• The exercise: Resume the Python notebook on confidence intervals and word-level recall, writing the code that comes after its final line.

• Document excerpt:
○ ○ ○ ○ ○
In [None]:
import pandas as pd

from math import sqrt
from scipy.stats import norm

from tqdm.notebook import tqdm
import numpy as np
import json

In [None]:
def get_confidence_intervals(data, weights=None, return_margin=False):
  if not weights:
    weights = [1] * len(data)
  p_hat = sum(data) / sum(weights)

  norm_squared = sum(w**2 for w in weights)
  n = sum(weights)**2 / norm_squared

  # Set confidence level (e.g., 95%)
  confidence_level = 0.95
  z = norm.ppf(1 - (1 - confidence_level) / 2)  # Z-score for the confidence level

  # Confidence interval (normal approximation)
  margin_of_error = z * sqrt((p_hat * (1 - p_hat)) / n)
  if return_margin:
    return margin_of_error

  lower_bound = max(0, p_hat - margin_of_error)
  upper_bound = min(1, p_hat + margin_of_error)

  return lower_bound, upper_bound

In [None]:
def is_chinese_char(char):
    return (
        '\u4e00' <= char <= '\u9fff' or   # CJK Unified Ideographs
        '\u3400' <= char <= '\u4dbf' or   # Extension A
        '\U00020000' <= char <= '\U0002A6DF' or  # Extension B
        '\U0002A700' <= char <= '\U0002B73F' or  # Extension C
        '\U0002B740' <= char <= '\U0002B81F' or  # Extension D
        '\U0002B820' <= char <= '\U0002CEAF' or  # Extension E
        '\U0002CEB0' <= char <= '\U0002EBEF' or  # Extension F
        '\U00030000' <= char <= '\U0003134F'     # Extension G
    )

def compute_single_recall(gold, prediction, lang):
  if lang in {'zh', 'ja'}:
    words = []
    word = []
    for char in gold:
      if is_chinese_char(char):
        if word:
          words.append(''.join(word))
          word = []
        words.append(char)
      else:
        word.append(char)
    if word:
      words.append(''.join(word))
  else:
    words = gold.split()

  return len([w for w in words if w in prediction]) / len(words)
○ ○ ○ ○ ○
• Material provided:

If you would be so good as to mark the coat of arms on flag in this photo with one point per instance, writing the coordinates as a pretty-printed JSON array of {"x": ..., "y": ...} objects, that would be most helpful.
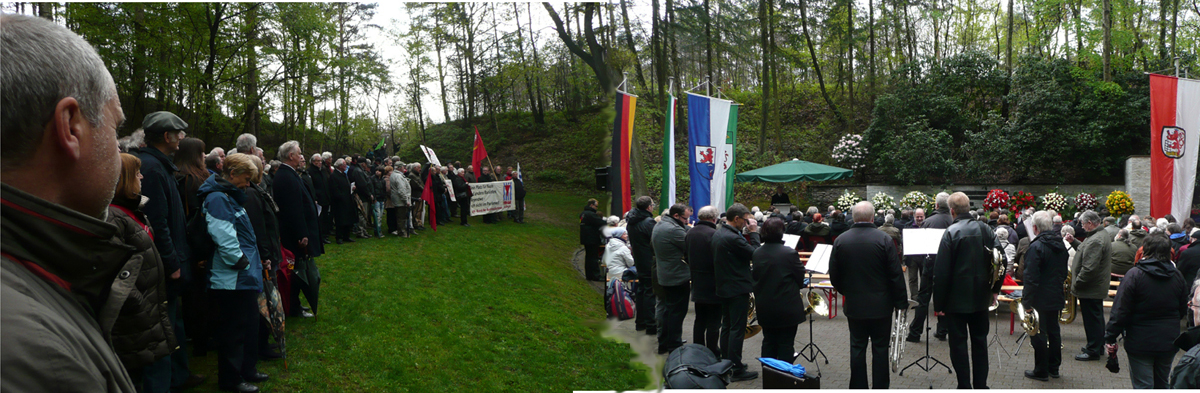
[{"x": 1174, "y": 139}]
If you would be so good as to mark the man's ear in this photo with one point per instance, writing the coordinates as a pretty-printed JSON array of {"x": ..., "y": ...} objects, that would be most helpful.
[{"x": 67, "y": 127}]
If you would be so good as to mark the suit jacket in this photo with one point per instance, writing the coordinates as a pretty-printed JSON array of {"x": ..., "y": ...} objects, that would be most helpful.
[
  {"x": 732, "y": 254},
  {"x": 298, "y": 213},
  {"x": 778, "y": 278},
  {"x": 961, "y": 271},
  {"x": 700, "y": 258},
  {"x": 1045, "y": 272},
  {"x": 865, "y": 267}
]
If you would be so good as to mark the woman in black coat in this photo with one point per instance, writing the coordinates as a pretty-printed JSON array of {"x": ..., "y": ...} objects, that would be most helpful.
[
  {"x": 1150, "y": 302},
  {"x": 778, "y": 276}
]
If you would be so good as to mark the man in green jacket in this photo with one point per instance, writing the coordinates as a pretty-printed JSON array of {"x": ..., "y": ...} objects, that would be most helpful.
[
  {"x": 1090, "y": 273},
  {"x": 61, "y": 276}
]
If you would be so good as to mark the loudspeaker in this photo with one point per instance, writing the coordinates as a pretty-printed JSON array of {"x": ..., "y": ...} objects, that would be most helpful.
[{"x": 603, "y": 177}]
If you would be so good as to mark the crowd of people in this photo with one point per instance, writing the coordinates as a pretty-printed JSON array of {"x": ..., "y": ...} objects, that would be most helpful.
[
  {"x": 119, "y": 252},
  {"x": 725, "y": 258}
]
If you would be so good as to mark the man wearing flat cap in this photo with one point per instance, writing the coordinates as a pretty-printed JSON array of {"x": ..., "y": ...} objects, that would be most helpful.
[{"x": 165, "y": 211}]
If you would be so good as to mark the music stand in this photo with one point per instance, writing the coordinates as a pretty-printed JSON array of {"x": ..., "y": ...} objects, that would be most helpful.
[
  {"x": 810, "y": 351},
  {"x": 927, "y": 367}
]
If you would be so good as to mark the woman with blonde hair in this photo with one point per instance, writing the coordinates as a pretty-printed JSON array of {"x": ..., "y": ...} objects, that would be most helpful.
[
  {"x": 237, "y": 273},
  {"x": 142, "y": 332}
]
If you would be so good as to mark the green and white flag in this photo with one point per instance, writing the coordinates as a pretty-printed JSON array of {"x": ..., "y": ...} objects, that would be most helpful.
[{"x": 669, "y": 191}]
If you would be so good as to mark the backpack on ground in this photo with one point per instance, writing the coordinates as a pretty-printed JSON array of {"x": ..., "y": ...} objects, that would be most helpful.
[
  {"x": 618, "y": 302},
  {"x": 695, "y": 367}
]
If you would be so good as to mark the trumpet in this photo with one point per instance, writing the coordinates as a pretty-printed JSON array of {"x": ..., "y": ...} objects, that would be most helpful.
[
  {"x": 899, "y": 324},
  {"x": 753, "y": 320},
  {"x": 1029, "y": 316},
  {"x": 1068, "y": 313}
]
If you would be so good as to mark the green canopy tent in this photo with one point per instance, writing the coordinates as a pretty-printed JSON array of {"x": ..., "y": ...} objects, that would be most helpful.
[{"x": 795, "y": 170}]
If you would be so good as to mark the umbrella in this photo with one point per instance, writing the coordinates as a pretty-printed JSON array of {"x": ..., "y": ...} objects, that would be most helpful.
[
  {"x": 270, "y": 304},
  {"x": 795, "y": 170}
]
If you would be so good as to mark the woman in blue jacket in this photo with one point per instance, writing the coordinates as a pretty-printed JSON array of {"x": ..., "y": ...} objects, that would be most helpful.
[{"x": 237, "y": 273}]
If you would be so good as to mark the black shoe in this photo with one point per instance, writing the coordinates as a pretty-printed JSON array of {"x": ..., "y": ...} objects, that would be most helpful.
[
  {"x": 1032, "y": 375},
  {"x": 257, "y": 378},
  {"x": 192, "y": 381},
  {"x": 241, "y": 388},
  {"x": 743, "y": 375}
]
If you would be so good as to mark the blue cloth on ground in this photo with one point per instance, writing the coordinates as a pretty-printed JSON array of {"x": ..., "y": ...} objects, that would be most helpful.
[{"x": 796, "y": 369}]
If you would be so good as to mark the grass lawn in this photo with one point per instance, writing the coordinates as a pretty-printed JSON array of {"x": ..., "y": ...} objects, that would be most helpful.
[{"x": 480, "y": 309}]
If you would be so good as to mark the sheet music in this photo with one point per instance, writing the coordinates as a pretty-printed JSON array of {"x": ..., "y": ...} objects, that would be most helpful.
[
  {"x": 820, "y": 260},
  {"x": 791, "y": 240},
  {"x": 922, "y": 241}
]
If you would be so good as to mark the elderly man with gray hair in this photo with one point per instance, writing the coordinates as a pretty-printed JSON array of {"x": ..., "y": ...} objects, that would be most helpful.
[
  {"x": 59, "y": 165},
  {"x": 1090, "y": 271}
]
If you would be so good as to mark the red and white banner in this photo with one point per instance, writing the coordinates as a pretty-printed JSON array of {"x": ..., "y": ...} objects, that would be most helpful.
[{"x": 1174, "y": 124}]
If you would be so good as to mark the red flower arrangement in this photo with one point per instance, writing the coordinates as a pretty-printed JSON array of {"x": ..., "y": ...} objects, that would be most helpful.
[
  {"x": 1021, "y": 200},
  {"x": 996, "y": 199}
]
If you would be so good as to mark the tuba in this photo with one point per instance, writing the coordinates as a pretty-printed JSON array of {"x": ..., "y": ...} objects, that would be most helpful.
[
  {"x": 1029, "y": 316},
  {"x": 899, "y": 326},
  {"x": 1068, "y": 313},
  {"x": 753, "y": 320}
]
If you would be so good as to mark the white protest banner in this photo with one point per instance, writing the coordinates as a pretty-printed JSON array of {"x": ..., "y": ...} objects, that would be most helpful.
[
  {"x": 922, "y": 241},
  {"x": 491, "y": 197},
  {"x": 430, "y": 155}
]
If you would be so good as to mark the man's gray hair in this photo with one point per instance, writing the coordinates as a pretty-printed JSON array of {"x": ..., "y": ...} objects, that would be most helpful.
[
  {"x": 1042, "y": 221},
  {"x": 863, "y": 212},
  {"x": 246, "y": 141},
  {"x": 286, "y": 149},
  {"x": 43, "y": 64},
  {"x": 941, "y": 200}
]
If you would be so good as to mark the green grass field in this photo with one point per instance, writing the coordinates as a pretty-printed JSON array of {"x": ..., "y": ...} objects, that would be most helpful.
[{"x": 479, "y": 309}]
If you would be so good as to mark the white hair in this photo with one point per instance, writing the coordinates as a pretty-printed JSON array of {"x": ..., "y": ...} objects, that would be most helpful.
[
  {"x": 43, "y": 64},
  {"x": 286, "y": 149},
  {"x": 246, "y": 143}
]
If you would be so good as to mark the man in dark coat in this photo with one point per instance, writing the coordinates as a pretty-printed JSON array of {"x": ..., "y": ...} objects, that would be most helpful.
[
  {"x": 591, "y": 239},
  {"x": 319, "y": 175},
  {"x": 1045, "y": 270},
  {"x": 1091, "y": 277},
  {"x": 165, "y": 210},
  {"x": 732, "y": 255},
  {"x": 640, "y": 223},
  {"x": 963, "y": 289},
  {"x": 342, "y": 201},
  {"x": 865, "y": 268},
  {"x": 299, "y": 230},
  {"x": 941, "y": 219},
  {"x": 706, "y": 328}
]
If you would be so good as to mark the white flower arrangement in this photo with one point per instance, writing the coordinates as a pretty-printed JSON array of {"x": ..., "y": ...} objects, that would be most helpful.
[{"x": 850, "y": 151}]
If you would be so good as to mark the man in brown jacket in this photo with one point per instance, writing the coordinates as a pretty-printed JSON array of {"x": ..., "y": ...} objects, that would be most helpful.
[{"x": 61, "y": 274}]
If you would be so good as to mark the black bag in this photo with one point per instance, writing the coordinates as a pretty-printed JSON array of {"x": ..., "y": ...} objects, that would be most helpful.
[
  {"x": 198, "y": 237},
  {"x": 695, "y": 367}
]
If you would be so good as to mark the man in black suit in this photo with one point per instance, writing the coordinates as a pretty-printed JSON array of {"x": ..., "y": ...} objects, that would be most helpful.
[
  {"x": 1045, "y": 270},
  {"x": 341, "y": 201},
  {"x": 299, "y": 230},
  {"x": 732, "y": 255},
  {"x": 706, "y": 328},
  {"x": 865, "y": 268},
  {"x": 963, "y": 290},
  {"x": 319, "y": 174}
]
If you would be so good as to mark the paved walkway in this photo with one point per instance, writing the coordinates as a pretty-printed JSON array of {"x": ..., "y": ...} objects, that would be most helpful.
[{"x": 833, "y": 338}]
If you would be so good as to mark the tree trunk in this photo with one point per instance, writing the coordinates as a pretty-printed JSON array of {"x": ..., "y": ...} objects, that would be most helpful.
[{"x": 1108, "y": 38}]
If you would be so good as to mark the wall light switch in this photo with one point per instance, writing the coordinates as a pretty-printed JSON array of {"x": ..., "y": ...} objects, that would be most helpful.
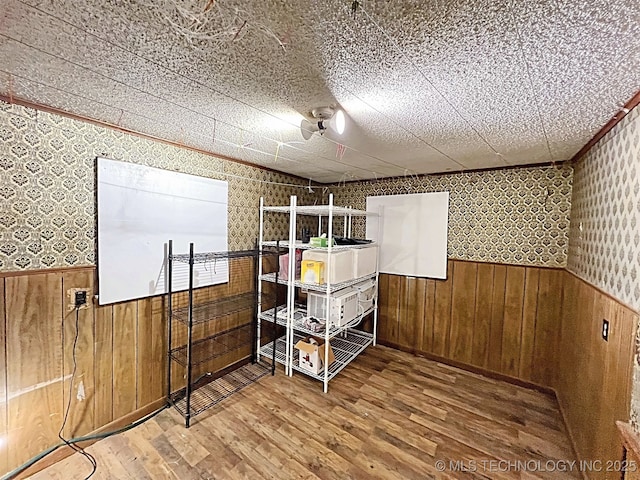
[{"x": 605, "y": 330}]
○ ○ ○ ○ ○
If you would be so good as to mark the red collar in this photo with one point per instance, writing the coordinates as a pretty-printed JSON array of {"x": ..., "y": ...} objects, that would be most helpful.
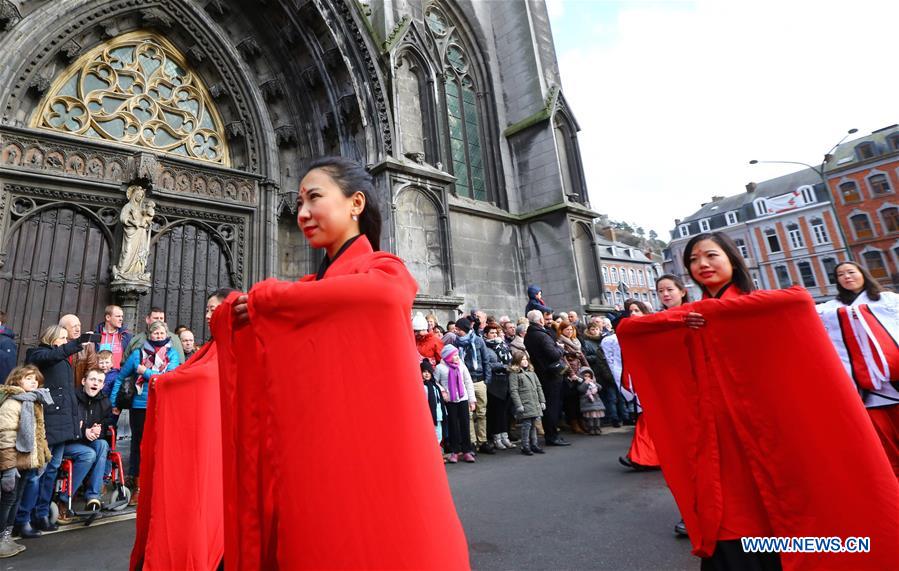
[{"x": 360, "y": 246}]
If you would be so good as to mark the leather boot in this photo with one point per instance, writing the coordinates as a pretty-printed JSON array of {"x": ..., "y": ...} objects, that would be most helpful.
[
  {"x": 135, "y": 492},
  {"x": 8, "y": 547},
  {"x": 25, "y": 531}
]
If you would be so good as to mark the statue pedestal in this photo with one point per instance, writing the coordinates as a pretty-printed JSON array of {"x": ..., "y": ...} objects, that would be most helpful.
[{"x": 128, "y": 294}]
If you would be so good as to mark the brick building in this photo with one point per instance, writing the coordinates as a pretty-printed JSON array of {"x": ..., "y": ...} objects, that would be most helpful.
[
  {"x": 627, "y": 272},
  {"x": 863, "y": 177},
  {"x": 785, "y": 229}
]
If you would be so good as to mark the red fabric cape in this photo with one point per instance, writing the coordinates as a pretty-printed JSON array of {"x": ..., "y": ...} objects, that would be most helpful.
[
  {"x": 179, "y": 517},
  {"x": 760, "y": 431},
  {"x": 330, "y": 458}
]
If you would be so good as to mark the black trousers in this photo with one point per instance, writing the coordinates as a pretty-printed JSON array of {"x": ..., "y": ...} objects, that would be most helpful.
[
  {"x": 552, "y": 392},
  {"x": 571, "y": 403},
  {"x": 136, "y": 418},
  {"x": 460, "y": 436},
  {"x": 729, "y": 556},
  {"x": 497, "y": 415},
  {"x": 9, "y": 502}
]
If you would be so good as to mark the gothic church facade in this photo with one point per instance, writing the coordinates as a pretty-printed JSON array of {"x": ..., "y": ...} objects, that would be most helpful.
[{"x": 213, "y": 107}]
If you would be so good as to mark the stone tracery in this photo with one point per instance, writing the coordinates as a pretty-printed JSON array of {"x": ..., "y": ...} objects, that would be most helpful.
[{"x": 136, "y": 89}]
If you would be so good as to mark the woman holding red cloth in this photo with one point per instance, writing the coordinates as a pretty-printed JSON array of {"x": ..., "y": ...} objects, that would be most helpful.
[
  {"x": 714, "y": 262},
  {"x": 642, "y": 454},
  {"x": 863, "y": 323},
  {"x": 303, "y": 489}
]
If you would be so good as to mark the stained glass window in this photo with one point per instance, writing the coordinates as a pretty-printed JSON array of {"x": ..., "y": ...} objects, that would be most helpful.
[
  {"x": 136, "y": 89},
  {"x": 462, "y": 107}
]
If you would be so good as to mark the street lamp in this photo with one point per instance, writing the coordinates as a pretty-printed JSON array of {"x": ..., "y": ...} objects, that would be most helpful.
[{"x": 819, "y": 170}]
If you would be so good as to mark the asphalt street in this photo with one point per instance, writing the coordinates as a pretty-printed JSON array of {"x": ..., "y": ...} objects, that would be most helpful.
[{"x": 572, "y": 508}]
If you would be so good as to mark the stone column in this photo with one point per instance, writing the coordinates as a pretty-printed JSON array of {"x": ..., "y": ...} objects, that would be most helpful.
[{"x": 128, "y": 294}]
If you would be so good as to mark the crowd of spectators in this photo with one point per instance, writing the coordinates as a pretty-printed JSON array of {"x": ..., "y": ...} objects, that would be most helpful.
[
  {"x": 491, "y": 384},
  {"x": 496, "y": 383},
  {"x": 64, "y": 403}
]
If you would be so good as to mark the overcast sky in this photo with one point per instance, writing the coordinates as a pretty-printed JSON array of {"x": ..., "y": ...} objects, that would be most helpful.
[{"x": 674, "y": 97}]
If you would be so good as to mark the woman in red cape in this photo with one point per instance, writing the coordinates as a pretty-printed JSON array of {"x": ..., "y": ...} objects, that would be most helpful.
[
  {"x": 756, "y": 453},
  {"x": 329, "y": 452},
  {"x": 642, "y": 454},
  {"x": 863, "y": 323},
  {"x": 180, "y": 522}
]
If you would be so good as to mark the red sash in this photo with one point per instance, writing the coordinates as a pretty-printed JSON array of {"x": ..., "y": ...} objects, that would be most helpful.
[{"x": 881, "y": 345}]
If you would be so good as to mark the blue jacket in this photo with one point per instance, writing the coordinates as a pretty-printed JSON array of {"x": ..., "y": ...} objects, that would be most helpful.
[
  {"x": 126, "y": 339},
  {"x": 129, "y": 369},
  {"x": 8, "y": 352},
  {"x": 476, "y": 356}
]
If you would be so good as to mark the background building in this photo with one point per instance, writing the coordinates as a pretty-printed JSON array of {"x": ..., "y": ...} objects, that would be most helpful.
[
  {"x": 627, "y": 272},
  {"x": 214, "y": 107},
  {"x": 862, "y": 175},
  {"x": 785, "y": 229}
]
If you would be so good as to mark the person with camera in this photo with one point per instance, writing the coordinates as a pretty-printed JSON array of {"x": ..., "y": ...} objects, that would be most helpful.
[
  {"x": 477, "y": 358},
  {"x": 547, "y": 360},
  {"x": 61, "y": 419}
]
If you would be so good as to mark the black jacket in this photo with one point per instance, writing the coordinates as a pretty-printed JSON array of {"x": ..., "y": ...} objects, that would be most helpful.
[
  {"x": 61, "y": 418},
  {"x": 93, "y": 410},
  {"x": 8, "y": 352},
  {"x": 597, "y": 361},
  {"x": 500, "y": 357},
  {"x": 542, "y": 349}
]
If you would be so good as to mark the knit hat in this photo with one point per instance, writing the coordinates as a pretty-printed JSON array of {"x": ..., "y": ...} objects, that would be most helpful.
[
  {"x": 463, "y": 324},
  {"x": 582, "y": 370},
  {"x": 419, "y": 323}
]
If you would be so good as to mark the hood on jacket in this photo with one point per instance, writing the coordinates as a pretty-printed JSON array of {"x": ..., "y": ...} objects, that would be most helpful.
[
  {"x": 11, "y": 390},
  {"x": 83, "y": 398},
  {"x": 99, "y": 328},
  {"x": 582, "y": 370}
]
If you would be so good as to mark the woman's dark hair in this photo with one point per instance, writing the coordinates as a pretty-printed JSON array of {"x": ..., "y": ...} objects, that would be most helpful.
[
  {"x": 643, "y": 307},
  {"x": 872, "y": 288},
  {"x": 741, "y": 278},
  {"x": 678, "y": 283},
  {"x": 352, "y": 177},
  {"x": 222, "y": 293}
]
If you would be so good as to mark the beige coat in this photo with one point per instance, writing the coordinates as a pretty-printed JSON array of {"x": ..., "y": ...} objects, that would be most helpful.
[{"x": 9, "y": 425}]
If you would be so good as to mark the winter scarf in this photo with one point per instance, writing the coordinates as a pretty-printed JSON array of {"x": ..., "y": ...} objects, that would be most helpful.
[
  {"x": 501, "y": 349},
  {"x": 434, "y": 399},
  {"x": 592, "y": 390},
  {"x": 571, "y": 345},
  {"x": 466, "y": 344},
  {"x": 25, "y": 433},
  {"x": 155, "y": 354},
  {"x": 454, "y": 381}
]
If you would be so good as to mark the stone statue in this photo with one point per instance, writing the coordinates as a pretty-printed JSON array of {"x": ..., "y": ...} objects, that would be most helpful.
○ ○ ○ ○ ○
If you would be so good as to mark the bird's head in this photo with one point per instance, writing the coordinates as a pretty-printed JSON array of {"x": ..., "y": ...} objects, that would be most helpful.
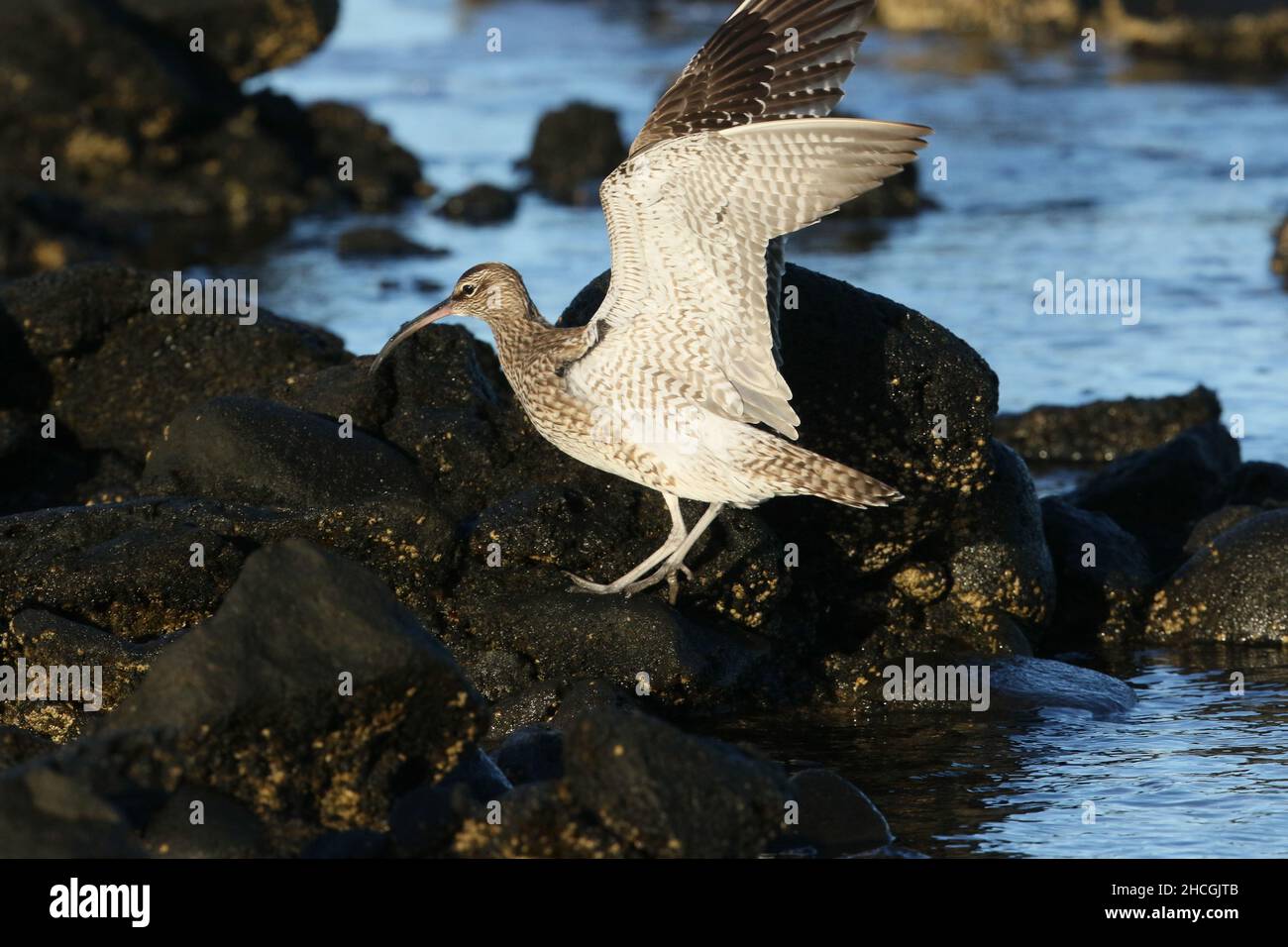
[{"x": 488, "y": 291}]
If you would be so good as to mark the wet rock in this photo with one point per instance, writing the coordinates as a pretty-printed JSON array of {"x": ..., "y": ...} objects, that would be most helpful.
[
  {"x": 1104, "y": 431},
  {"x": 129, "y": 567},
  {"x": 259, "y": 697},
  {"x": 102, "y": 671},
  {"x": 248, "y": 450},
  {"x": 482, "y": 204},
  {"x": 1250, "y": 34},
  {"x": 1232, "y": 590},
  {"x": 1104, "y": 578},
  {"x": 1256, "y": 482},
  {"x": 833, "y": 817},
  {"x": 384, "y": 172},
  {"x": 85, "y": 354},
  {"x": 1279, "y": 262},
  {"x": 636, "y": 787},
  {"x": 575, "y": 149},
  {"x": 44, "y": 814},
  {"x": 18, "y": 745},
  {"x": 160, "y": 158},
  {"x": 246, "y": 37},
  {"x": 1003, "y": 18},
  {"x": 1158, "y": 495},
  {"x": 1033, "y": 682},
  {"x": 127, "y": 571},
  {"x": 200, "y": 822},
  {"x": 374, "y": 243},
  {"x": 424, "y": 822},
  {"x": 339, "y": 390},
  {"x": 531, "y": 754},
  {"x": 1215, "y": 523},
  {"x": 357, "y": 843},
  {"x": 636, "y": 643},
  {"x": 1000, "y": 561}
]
○ ○ ○ ○ ○
• Written reply:
def compute_string_metric(path, overall=True):
  with open(path, "r") as f:
    data = [json.loads(line) for line in f]
  data = pd.DataFrame(data)

  in_lang = {}
  results = []
  for _, row in data.iterrows():
    if row['original_language']==row['target_language']:
      in_lang[row['q_id']] = compute_single_recall(row['answer'], row['prediction'], row['target_language'])
  for _, row in data.iterrows():
    if row['original_language']!=row['target_language']:
      cl_recall = compute_single_recall(row['answer'], row['prediction'], row['target_language'])
      recall = cl_recall * in_lang[row['q_id']]
      results.append(recall)

  if overall:
    return float(np.mean(results)), float(get_confidence_intervals(results, return_margin=True))
  else:
    return sum(results)/(sum(in_lang.values())*11), float(get_confidence_intervals(results, weights=list(in_lang.values())*11, return_margin=True))

In [None]:
results_path = '' #@param {type: "string"}
print('#### string-based transfer score ####')
print(model, compute_string_metric(path, overall=False))
print('#### string-based overall score ####')
print(model, compute_string_metric(path, overall=True))